- _Task prompt_
Transcribe the records below exactly as they appear.

[Collected data]
● ● ● ●

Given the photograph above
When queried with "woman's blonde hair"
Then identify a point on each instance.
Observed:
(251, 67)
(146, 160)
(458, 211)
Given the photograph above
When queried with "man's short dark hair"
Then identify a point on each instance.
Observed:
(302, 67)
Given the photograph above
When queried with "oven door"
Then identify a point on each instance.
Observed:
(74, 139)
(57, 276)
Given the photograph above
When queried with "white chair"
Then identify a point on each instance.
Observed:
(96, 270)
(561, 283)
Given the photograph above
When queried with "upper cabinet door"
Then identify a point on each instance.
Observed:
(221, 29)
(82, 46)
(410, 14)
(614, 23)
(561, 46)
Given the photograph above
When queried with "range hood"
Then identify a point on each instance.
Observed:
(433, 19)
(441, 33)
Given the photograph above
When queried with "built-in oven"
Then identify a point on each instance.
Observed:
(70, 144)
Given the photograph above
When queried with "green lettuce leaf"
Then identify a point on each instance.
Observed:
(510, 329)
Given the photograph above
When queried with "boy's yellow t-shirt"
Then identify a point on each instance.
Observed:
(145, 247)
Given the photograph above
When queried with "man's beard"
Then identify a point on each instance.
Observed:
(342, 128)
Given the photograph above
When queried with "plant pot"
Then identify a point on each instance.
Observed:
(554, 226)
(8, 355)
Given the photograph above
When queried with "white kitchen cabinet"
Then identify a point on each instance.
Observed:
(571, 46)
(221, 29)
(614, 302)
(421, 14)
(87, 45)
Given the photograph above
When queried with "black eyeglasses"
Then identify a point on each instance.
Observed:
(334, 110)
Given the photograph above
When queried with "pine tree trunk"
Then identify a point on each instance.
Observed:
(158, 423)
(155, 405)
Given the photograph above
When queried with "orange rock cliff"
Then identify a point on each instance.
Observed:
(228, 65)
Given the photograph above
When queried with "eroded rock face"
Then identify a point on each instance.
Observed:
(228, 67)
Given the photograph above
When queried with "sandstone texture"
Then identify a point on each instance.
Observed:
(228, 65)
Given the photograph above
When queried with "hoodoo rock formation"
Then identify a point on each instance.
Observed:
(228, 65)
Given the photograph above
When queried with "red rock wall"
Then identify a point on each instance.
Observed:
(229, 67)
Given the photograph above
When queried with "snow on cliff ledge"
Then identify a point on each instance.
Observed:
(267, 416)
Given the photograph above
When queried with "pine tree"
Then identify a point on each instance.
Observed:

● ● ● ●

- _Solution below_
Given the photograph above
When queried with "woman's blonde hair"
Then identify a point on each instance.
Observed:
(251, 67)
(146, 160)
(458, 211)
Given the photograph above
When queried with "man's short dark hair"
Then identify a point on each instance.
Observed:
(302, 67)
Given the photograph above
When queried with "oven door"
Then identify a point on each instance.
Observed:
(74, 139)
(57, 276)
Given the photograph above
When queried with "white chair"
Then identify a point on each instance.
Observed:
(96, 270)
(561, 283)
Given the photograph above
When queried with "upper cabinet door"
Then identify a point on each instance.
Observed:
(221, 29)
(82, 46)
(410, 14)
(614, 23)
(561, 46)
Given the photograph above
When queried with "range hood"
Then identify a point on each instance.
Observed:
(433, 19)
(441, 33)
Given the photograph above
When queried with "built-in oven"
Then identify a point on each instance.
Observed:
(70, 144)
Given the photograph above
When queried with "green lettuce leaf"
Then identify a point on each instance.
Observed:
(510, 329)
Given the photograph above
When queried with "boy's yellow t-shirt"
Then identify a point on each instance.
Observed:
(145, 247)
Given the photograph above
When queried with "man's beard"
Then identify a point on each instance.
Observed:
(342, 128)
Given the photograph above
When queried with "plant pot"
Then identify a point on each instance.
Observed:
(554, 226)
(8, 355)
Given the photograph above
When queried with "white kitchen cabinet"
Then identify a point on each instance.
Observed:
(571, 46)
(221, 29)
(614, 302)
(421, 14)
(87, 45)
Given the photograph above
When queried with "black eyeglasses"
Then identify a point on each instance.
Observed:
(334, 110)
Given the photograph above
When queried with "pine tree trunk"
Then identify a point on each instance.
Observed:
(158, 423)
(155, 405)
Given the photograph above
When queried with "orange rock cliff"
Then identify a point on each instance.
Observed:
(228, 65)
Given the photograph above
When queried with "eroded rock face"
Then identify a point on each instance.
Observed:
(228, 67)
Given the photograph above
When queried with "sandstone texture"
Then identify a point on each instance.
Observed:
(228, 65)
Given the photograph above
When queried with "hoodoo rock formation"
Then identify a point on each instance.
Observed:
(228, 65)
Given the photograph above
When queried with "red rock wall"
Then identify a point on each instance.
Observed:
(229, 67)
Given the photograph above
When queried with "snow on cliff ledge"
Then identify a point on each instance.
Observed:
(267, 416)
Given the photograph above
When queried with "pine tree"
Then identify a point on each instance.
Observed:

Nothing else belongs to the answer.